» Passage extrait:
──────────
Cinécure est un site appartenant à Charles Declercq et est consacré à ses critiques cinéma, interviews. Si celui-ci produit des émissions consacrées au cinéma sur la radio RCF Bruxelles, celle-ci n’est aucune responsable du site ou de ses contenus et aucun lin contractuel ne les relie. Depuis l’automne 2017, Julien apporte sa collaboration au site qui publie ses critiques.

Oliver Stone
Snowden
Sortie le 2 novembre 2016
Article mis en ligne le 15 octobre 2016

par Charles De Clercq

Synopsis : Patriote idéaliste et enthousiaste, le jeune Edward Snowden semble réaliser son rêve quand il rejoint les équipes de la CIA puis de la NSA. Il découvre alors, au cœur des Services de Renseignements américains, l’ampleur insoupçonnée de la cybersurveillance. Violant la Constitution, soutenue par de grandes entreprises, la NSA collecte des montagnes de données et piste toutes les formes de télécommunications à un niveau planétaire. Choqué par cette intrusion systématique dans nos vies privées, Snowden décide de rassembler des preuves et de tout divulguer. Devenu lanceur d’alerte, il sacrifiera sa liberté et sa vie privée.

En juin 2013, deux journalistes prennent le risque de le rencontrer dans une chambre d’hôtel à Hong Kong. Une course contre la montre s’engage pour analyser les preuves irréfutables présentées par Snowden avant leur publication. Les révélations qui vont être faites dans cette pièce seront au cœur du plus grand scandale d’espionnage de l’histoire des Etats-Unis.

Acteurs : Joseph Gordon-Levitt, Shailene Woodley, Melissa Leo, Zachary Quinto, Rhys Ifans, Tom Wilkinson, Timothy Olyphant, Joely Richardson, Nicolas Cage.

Avertissement : Notre note de 101/100 est une note de « cœur » qui manifeste l’enthousiasme - probablement naïf selon certains - face au thème éthique abordé par le réalisateur. Elle est en deçà et au-delà de critères purement cinématographiques « objectifs ». Une note très partiale, « partisane » probablement, totalement assumée et où le critique se laisse déborder par le plus humain qu’il peut trouver en lui.

 Documentaire ou fiction ?!

En quittant la projection presse (très curieusement soumise à un embargo jusqu’à la mi-octobre alors que le film est déjà sorti dans près de trente pays et parfois depuis la mi-juillet et que nous sommes à l’époque d’une mondialisation de l’information et que l’internet permet aux critiques de dépasser les frontières toutes choses qui sont en quelque sorte au cœur du dernier film de Stone) nous avons échangé nos points de vue entre confrères, comme nous le faisons régulièrement. L’un me demande ce que j’en pense et je réponds tout de go que je venais de voir l’un des meilleurs films de l’année ! L’étonnement était visible sur son visage, car c’était loin d’être son avis. D’autres confrères reconnaissaient des qualités au film, typiquement « stonien », mais disaient n’avoir rien appris. Il leur semblait que depuis le documentaire Citizenfour, « la messe était dite » ! Admettons qu’au plan proprement cinématographique le film de Stone soit très classique, convenu, formaté. Peut-être. Qu’il n’apporte rien de neuf, probablement, quoique ! Qu’il soit inutile après le documentaire ! Certes pas. Bien entendu, tout était déjà dit, mais reconnaissons aussi que le public se rue plus dans les salles pour une « fiction » que pour un documentaire ! Vous avez dit « fiction » !? Oui, c’est bizarre, façon de parler. Parlons donc de biopic ! Et puis, Oliver Stone, c’est quelqu’un qui a du poids quand même. Paraphrasant un évangile, et osant un très mauvais jeu de mots, c’est un réalisateur qui bâtit ici sur du roc, du solide (ou sur un Rubik’s Cube ?).
──────────
» Données enregistrées:
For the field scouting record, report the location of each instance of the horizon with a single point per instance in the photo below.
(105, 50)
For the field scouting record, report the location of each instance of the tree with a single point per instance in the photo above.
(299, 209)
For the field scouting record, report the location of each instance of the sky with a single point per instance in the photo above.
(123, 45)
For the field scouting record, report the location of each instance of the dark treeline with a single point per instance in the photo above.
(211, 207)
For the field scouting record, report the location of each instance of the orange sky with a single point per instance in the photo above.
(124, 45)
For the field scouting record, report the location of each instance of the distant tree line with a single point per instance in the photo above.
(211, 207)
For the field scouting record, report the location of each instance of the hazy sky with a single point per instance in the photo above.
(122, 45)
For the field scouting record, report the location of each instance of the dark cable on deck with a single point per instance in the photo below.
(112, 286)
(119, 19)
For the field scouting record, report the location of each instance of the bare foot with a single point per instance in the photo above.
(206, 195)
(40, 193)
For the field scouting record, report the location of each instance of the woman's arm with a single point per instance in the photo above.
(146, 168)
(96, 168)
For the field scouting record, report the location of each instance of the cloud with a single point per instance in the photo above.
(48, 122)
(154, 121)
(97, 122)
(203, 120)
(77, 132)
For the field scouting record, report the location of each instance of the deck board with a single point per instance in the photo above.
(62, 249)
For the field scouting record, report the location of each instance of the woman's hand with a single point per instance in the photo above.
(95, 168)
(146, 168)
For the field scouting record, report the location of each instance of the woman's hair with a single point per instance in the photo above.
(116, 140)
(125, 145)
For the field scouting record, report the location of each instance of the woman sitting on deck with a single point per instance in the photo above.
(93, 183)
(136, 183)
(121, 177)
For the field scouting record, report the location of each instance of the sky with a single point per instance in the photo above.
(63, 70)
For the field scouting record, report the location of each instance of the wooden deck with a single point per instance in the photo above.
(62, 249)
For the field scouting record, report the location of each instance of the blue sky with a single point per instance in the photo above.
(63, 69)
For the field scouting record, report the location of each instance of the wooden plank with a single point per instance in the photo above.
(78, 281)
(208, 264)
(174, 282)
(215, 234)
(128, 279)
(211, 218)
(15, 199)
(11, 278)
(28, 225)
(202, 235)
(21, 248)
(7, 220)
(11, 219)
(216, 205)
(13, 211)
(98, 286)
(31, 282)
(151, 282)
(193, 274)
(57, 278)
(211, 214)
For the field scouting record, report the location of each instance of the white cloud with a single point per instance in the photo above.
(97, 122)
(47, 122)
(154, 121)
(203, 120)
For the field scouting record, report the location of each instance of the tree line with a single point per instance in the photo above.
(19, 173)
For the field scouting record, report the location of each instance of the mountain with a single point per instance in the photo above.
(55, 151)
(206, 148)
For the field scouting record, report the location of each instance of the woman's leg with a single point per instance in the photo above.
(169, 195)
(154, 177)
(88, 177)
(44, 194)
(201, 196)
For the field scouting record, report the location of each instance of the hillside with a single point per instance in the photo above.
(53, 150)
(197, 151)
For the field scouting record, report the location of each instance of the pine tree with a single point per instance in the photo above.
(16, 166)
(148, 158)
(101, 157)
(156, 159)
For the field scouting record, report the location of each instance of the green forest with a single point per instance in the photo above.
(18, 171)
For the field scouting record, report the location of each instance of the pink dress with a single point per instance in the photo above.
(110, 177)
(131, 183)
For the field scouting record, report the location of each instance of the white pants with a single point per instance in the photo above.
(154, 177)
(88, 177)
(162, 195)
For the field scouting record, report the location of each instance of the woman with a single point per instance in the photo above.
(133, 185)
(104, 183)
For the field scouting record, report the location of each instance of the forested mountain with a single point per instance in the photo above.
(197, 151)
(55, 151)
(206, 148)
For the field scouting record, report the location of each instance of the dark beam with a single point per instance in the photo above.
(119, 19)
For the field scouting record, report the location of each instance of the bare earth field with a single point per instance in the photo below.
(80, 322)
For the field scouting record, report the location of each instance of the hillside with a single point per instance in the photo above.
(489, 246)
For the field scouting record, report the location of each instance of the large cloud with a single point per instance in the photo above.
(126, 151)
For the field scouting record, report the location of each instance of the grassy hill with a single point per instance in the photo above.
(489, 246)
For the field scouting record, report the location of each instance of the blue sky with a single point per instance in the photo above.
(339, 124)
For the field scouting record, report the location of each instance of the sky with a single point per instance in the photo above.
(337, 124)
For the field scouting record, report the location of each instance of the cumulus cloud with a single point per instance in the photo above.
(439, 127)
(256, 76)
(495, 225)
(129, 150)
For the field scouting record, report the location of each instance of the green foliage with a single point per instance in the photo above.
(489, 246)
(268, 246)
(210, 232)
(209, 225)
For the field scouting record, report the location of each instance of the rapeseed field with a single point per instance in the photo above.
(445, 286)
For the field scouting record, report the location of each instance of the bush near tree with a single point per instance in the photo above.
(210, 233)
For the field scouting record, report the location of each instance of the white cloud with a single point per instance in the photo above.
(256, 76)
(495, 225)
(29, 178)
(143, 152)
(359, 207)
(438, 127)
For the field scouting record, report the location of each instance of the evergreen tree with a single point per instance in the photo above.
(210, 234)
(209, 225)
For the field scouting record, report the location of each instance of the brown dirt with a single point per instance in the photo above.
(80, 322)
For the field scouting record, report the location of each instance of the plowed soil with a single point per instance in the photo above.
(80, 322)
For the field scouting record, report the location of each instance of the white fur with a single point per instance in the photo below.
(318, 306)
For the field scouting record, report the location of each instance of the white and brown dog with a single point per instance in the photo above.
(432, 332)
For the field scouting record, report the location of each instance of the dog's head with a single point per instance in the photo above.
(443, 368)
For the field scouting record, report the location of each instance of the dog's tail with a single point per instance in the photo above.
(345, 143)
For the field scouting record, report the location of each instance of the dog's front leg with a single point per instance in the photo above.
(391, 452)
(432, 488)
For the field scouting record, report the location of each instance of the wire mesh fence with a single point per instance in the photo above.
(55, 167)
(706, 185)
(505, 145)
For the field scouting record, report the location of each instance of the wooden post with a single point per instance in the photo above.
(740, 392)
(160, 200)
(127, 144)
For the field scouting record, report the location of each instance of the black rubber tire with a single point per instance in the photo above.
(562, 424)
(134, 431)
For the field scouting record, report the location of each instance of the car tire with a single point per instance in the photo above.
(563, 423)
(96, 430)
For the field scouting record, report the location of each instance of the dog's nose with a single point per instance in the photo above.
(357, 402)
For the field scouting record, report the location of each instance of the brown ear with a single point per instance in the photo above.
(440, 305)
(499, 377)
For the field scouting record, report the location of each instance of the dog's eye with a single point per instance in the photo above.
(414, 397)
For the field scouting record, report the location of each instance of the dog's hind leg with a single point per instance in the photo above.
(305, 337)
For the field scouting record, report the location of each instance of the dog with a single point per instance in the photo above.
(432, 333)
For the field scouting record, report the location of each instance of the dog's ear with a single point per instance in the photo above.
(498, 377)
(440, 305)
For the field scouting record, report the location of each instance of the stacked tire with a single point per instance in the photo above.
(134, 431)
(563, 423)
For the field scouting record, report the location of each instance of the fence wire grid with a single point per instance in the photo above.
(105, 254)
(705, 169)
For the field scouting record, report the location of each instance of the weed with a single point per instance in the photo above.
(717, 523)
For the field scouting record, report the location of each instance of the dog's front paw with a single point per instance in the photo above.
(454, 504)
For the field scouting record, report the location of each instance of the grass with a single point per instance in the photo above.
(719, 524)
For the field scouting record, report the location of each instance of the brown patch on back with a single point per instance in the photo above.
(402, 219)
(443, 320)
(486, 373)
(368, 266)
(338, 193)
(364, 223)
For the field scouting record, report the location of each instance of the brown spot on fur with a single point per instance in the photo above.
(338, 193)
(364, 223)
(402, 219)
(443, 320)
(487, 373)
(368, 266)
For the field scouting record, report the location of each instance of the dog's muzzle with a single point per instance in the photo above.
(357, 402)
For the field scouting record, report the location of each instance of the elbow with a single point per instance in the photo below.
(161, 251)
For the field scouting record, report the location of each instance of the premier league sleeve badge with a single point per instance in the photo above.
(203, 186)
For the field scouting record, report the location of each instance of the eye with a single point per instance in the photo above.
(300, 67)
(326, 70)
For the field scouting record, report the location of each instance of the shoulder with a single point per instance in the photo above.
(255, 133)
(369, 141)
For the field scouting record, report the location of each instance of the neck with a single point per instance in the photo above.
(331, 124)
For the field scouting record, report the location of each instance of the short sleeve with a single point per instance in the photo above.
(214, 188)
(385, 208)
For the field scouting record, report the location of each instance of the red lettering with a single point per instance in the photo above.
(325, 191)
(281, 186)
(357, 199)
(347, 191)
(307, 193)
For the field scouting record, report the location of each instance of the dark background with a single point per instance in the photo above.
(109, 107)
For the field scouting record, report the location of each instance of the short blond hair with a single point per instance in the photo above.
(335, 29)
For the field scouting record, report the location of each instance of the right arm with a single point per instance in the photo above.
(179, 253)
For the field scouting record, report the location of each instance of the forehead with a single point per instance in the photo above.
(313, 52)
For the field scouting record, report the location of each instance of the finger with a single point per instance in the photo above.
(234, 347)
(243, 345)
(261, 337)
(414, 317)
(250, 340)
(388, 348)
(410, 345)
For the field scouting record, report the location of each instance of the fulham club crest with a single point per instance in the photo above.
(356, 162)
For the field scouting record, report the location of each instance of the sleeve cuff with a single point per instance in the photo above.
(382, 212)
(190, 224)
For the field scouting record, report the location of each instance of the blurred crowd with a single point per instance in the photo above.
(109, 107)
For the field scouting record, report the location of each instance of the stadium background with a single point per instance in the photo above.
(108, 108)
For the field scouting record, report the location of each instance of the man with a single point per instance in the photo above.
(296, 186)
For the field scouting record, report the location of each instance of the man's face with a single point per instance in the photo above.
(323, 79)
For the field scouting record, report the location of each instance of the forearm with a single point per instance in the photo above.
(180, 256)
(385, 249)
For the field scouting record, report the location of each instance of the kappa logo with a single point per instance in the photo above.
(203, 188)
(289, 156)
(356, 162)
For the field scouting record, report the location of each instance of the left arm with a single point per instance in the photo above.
──────────
» Travail demandé:
a) Transcrivez fidèlement, dans la critique du film Snowden, le passage allant de « Cinécure est un » jusqu'à « publie ses critiques. ».
b) Réécrivez en liste JSON de chaînes, à raison d'une chaîne par ligne et sans les lignes vides, les lignes enregistrées allant de celle qui contient « the man with » jusqu'à la dernière de ces lignes, bornes comprises.
Les lignes enregistrées sont sans rapport avec la critique du film Snowden.

» Liste des réponses:
a)
Cinécure est un site appartenant à Charles Declercq et est consacré à ses critiques cinéma, interviews. Si celui-ci produit des émissions consacrées au cinéma sur la radio RCF Bruxelles, celle-ci n’est aucune responsable du site ou de ses contenus et aucun lin contractuel ne les relie. Depuis l’automne 2017, Julien apporte sa collaboration au site qui publie ses critiques.

b)
[
  "For the field scouting record, report the location of each instance of the man with a single point per instance in the photo above.",
  "(296, 186)",
  "For the field scouting record, report the location of each instance of the man's face with a single point per instance in the photo above.",
  "(323, 79)",
  "For the field scouting record, report the location of each instance of the forearm with a single point per instance in the photo above.",
  "(180, 256)",
  "(385, 249)",
  "For the field scouting record, report the location of each instance of the kappa logo with a single point per instance in the photo above.",
  "(203, 188)",
  "(289, 156)",
  "(356, 162)",
  "For the field scouting record, report the location of each instance of the left arm with a single point per instance in the photo above."
]